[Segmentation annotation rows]
:::::
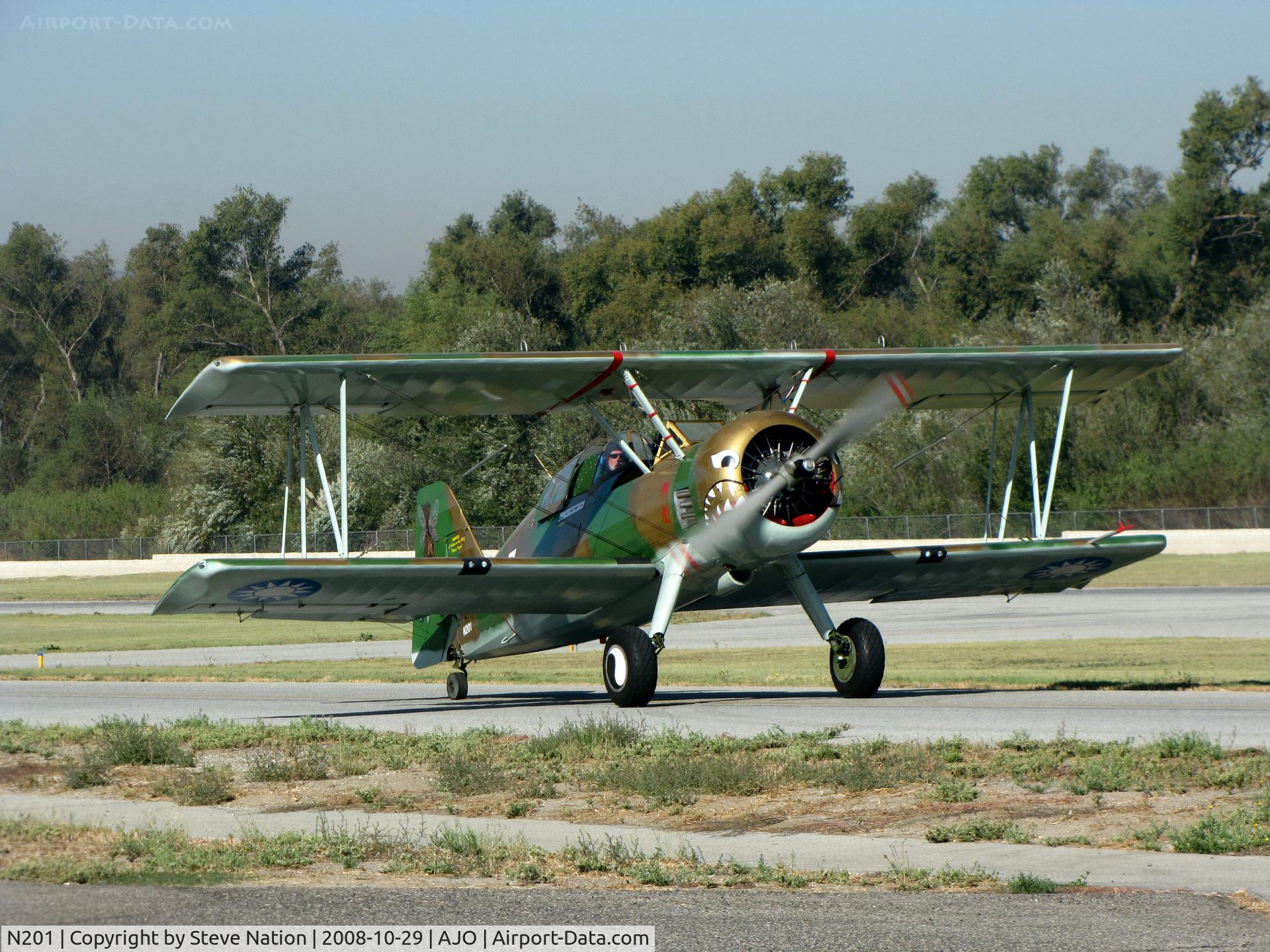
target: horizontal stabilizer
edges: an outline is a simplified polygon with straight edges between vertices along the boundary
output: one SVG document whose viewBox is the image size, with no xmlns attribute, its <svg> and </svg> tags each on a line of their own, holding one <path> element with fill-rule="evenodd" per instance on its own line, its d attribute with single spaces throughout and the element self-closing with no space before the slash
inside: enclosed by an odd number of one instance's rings
<svg viewBox="0 0 1270 952">
<path fill-rule="evenodd" d="M 640 559 L 207 559 L 154 614 L 408 622 L 428 614 L 583 614 L 657 578 Z"/>
<path fill-rule="evenodd" d="M 1165 548 L 1163 536 L 1118 536 L 1031 542 L 930 542 L 902 548 L 804 552 L 803 567 L 826 602 L 912 602 L 965 595 L 1017 595 L 1083 588 Z M 796 599 L 776 566 L 754 572 L 743 589 L 692 604 L 698 608 L 791 605 Z"/>
</svg>

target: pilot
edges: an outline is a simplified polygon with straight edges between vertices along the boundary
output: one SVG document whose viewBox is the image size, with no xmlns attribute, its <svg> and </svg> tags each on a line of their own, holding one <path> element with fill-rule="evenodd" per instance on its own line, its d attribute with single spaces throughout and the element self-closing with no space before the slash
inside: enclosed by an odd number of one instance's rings
<svg viewBox="0 0 1270 952">
<path fill-rule="evenodd" d="M 622 444 L 616 439 L 611 439 L 599 454 L 599 479 L 607 479 L 616 472 L 621 472 L 629 465 L 630 459 L 626 458 L 626 451 L 622 449 Z"/>
</svg>

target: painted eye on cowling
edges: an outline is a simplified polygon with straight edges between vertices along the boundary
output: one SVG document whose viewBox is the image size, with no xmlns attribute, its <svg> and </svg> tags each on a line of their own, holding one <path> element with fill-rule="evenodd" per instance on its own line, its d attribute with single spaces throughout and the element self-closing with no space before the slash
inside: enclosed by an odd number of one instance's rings
<svg viewBox="0 0 1270 952">
<path fill-rule="evenodd" d="M 716 470 L 740 466 L 740 453 L 735 449 L 724 449 L 710 457 L 710 465 Z"/>
</svg>

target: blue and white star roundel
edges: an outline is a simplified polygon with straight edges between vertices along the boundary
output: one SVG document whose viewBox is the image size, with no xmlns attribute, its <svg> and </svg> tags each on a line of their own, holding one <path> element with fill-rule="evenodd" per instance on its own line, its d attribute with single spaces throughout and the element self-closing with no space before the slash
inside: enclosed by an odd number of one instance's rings
<svg viewBox="0 0 1270 952">
<path fill-rule="evenodd" d="M 302 598 L 309 598 L 320 588 L 321 583 L 312 579 L 272 579 L 271 581 L 253 581 L 250 585 L 234 589 L 229 594 L 229 599 L 253 604 L 298 602 Z"/>
<path fill-rule="evenodd" d="M 1033 569 L 1030 572 L 1024 575 L 1024 578 L 1031 579 L 1033 581 L 1043 581 L 1045 579 L 1071 579 L 1077 575 L 1093 575 L 1095 572 L 1106 571 L 1110 566 L 1111 560 L 1102 559 L 1101 556 L 1064 559 L 1060 562 L 1050 562 L 1049 565 L 1043 565 L 1039 569 Z"/>
</svg>

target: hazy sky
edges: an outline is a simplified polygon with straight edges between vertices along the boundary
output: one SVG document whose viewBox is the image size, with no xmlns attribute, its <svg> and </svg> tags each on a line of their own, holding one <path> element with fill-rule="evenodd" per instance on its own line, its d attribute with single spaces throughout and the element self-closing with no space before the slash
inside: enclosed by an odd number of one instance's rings
<svg viewBox="0 0 1270 952">
<path fill-rule="evenodd" d="M 632 221 L 813 150 L 857 199 L 1041 142 L 1168 171 L 1204 90 L 1270 80 L 1267 37 L 1267 0 L 0 0 L 0 221 L 122 267 L 250 184 L 293 199 L 288 249 L 403 289 L 513 189 Z"/>
</svg>

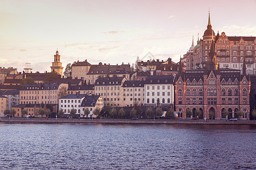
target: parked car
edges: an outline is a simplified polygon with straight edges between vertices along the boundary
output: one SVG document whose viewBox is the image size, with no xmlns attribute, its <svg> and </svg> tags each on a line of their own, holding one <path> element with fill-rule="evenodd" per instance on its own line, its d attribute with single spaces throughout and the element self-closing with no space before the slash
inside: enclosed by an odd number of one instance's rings
<svg viewBox="0 0 256 170">
<path fill-rule="evenodd" d="M 197 117 L 193 117 L 191 120 L 199 120 Z"/>
<path fill-rule="evenodd" d="M 232 117 L 229 119 L 229 120 L 230 121 L 237 121 L 237 118 Z"/>
<path fill-rule="evenodd" d="M 138 117 L 133 117 L 131 120 L 138 120 Z"/>
</svg>

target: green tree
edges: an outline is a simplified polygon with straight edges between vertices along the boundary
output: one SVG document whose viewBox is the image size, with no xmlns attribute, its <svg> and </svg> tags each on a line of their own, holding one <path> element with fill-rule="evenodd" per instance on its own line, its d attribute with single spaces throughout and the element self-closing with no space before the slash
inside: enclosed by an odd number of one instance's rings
:::::
Exercise details –
Write out all of the rows above word for word, omitting the pictures.

Solution for this problem –
target: horizontal stabilizer
edges: an outline is a simplified polygon with straight edges between vertices along the boundary
output: one SVG document whose viewBox is the image size, with no xmlns attribute, its <svg> and </svg> tags each on a line of their own, holding one <path> element with fill-rule="evenodd" per instance on its own line, its d attribute with single spaces throughout and the element self-closing with no space before the slash
inside: enclosed by an odd number of one instance's rings
<svg viewBox="0 0 1270 952">
<path fill-rule="evenodd" d="M 640 559 L 207 559 L 154 614 L 408 622 L 428 614 L 583 614 L 657 578 Z"/>
<path fill-rule="evenodd" d="M 1165 548 L 1163 536 L 1118 536 L 1031 542 L 930 542 L 902 548 L 804 552 L 803 567 L 826 602 L 912 602 L 965 595 L 1017 595 L 1083 588 Z M 796 599 L 776 566 L 754 572 L 743 589 L 692 604 L 698 608 L 791 605 Z"/>
</svg>

target: pilot
edges: an outline is a simplified polygon with straight edges between vertices along the boundary
output: one SVG document whose viewBox is the image size, with no xmlns attribute, its <svg> and </svg> tags each on a line of their own, holding one <path> element with fill-rule="evenodd" per instance on its own line, its d attribute with single spaces throughout and the element self-closing with no space before the slash
inside: enclosed by an odd number of one instance's rings
<svg viewBox="0 0 1270 952">
<path fill-rule="evenodd" d="M 622 444 L 616 439 L 611 439 L 599 454 L 599 479 L 607 479 L 616 472 L 621 472 L 629 465 L 630 459 L 626 458 L 626 451 L 622 449 Z"/>
</svg>

target: painted eye on cowling
edges: an outline is a simplified polygon with straight edges between vertices along the boundary
output: one SVG document whose viewBox is the image size, with no xmlns attribute, its <svg> and </svg> tags each on a line of their own, holding one <path> element with fill-rule="evenodd" per instance on its own line, its d attribute with single spaces throughout and the element self-closing with no space before the slash
inside: enclosed by an odd number of one instance's rings
<svg viewBox="0 0 1270 952">
<path fill-rule="evenodd" d="M 716 470 L 740 466 L 740 453 L 735 449 L 724 449 L 710 457 L 710 465 Z"/>
</svg>

target: blue and white star roundel
edges: an outline is a simplified polygon with straight edges between vertices along the boundary
output: one SVG document whose viewBox is the image size, with no xmlns attribute, its <svg> and </svg> tags each on a line of their own, holding one <path> element with fill-rule="evenodd" per instance on its own line, its d attribute with single spaces throughout and the element self-closing with no space before the slash
inside: enclosed by an odd number of one instance's rings
<svg viewBox="0 0 1270 952">
<path fill-rule="evenodd" d="M 302 598 L 309 598 L 320 588 L 321 583 L 312 579 L 272 579 L 271 581 L 253 581 L 250 585 L 234 589 L 229 594 L 229 599 L 253 604 L 298 602 Z"/>
<path fill-rule="evenodd" d="M 1033 569 L 1030 572 L 1024 575 L 1024 578 L 1031 579 L 1033 581 L 1043 581 L 1045 579 L 1071 579 L 1077 575 L 1093 575 L 1095 572 L 1106 571 L 1110 566 L 1111 560 L 1102 559 L 1101 556 L 1064 559 L 1060 562 L 1050 562 L 1049 565 L 1043 565 L 1039 569 Z"/>
</svg>

target: hazy sky
edges: an outline is a simplified polygon with straight edges between vertices along the boundary
output: one SVG document whose viewBox is the image size, with no xmlns attribute, its <svg> and </svg> tags each on a line of their own, holding one <path> element with fill-rule="evenodd" per instance on its own line, its d attribute with single spaces throughout and the element self-closing with no space before the slash
inside: enclosed by an odd number of one instance's rings
<svg viewBox="0 0 1270 952">
<path fill-rule="evenodd" d="M 632 221 L 813 150 L 857 199 L 1041 142 L 1168 171 L 1204 90 L 1270 80 L 1267 37 L 1267 0 L 0 0 L 0 221 L 122 267 L 250 184 L 293 199 L 288 249 L 403 289 L 513 189 Z"/>
</svg>

target: parked car
edges: an outline is a simplified polygon with straight edges between vertices along the boundary
output: one SVG document whose viewBox is the image size, with no xmlns attribute, its <svg> and </svg> tags each on a line of their own, holding one <path> element with fill-rule="evenodd" per instance on its own line, its d attribute with single spaces throughout and the element self-closing with no space before the slash
inside: enclosed by an odd number of one instance's rings
<svg viewBox="0 0 256 170">
<path fill-rule="evenodd" d="M 197 117 L 193 117 L 191 120 L 199 120 Z"/>
<path fill-rule="evenodd" d="M 232 117 L 229 119 L 229 120 L 230 121 L 237 121 L 237 118 Z"/>
<path fill-rule="evenodd" d="M 138 117 L 133 117 L 131 120 L 138 120 Z"/>
</svg>

target: green tree
edges: an outline is a simplified polygon with straight edges between vertices along the boundary
output: one SVG document whose viewBox is the image size, with no xmlns attribute, its <svg> and </svg> tags each on a line of their own, holding one <path> element with fill-rule="evenodd" per instance on its own line, its d attribute with single spaces throughout and the element self-closing with no space before the slash
inside: enclosed by an odd number of one instance's rings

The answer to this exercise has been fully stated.